Papel de la gracia divina

El tesoro de la Iglesia está compuesto, por tanto, de dos parcelas. Una, infinitamente preciosa, súper abundantemente eficaz: es la de los méritos de Nuestro Señor Jesucristo. Otra pequeñísima e insignificante: es la de los méritos de los hombres, adquiridos a lo largo de la vida multisecular de la Iglesia. La pequeña parte sólo es válida en unión con la parte infinita. Pero —misterio de Dios— aunque perfectamente prescindible en sí misma, esta parte es indispensable porque Dios lo quiso: “Quien te creó sin ti, no te salvará sin ti”, dice San Agustín. Dios nos creó sin nuestra cooperación, pero para salvarnos Él quiere nuestra cooperación. Cooperación de apostolado, sí, pero también en oración y sacrificio. Sin los méritos de los hombres, el tesoro de la Iglesia no estará completo y la humanidad no disfrutará plenamente de los frutos de la salvación.

Visto el tema desde otro ángulo, debemos recordar el papel de la gracia para la salvación. Ningún hombre es capaz del más mínimo acto de virtud cristiana sin ser llamado a esto por la gracia de Dios, y ayudado por ella.

— INSTRUCCIÓN ESCRITA A —
Imprime sin cambios el fragmento del texto sobre la gracia divina que empieza con las palabras "Visto el tema" y termina con "ayudado por ella.".
Las entradas que siguen no guardan ninguna relación con el texto sobre la gracia divina.

— LAS ENTRADAS —
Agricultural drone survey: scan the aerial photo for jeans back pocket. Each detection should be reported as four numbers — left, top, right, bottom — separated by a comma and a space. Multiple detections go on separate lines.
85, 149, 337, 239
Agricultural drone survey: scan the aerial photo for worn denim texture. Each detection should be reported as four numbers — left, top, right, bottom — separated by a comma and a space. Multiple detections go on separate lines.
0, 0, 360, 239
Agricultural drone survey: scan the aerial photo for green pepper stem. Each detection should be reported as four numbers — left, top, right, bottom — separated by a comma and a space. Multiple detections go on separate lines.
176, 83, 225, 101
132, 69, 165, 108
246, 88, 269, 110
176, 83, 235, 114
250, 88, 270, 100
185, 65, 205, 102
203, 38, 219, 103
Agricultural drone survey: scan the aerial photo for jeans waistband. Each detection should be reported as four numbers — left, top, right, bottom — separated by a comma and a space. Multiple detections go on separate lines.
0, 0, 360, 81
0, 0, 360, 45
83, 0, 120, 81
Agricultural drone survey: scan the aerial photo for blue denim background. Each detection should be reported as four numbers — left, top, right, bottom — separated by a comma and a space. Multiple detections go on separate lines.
* * *
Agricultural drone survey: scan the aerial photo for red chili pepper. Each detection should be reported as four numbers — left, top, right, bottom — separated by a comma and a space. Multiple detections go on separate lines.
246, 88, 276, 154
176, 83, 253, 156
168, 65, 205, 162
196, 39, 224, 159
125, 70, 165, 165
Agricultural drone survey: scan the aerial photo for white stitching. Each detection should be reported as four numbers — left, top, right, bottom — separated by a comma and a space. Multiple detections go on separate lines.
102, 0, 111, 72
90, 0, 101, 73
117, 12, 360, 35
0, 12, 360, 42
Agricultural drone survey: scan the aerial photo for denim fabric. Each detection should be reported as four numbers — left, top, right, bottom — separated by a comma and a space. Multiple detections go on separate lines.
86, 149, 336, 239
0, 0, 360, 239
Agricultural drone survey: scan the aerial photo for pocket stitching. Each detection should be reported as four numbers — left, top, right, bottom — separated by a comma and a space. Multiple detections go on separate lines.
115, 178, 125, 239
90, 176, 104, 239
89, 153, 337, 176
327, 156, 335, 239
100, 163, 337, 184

— INSTRUCCIÓN ESCRITA B —
Convierte en un CSV de dos columnas, texto y respuesta, las entradas que van desde la línea que contiene "Agricultural drone survey: scan the aerial photo for red" hasta la que contiene "0, 12, 360, 42", ambas incluidas. Usa una fila por entrada, pon cada valor entre comillas en un solo campo y cambia los saltos de línea por espacios.

— RESULTADO DEL EJERCICIO A —
Visto el tema desde otro ángulo, debemos recordar el papel de la gracia para la salvación. Ningún hombre es capaz del más mínimo acto de virtud cristiana sin ser llamado a esto por la gracia de Dios, y ayudado por ella.

— RESULTADO DEL EJERCICIO B —
texto,respuesta
"Agricultural drone survey: scan the aerial photo for red chili pepper. Each detection should be reported as four numbers — left, top, right, bottom — separated by a comma and a space. Multiple detections go on separate lines.","246, 88, 276, 154 176, 83, 253, 156 168, 65, 205, 162 196, 39, 224, 159 125, 70, 165, 165"
"Agricultural drone survey: scan the aerial photo for white stitching. Each detection should be reported as four numbers — left, top, right, bottom — separated by a comma and a space. Multiple detections go on separate lines.","102, 0, 111, 72 90, 0, 101, 73 117, 12, 360, 35 0, 12, 360, 42"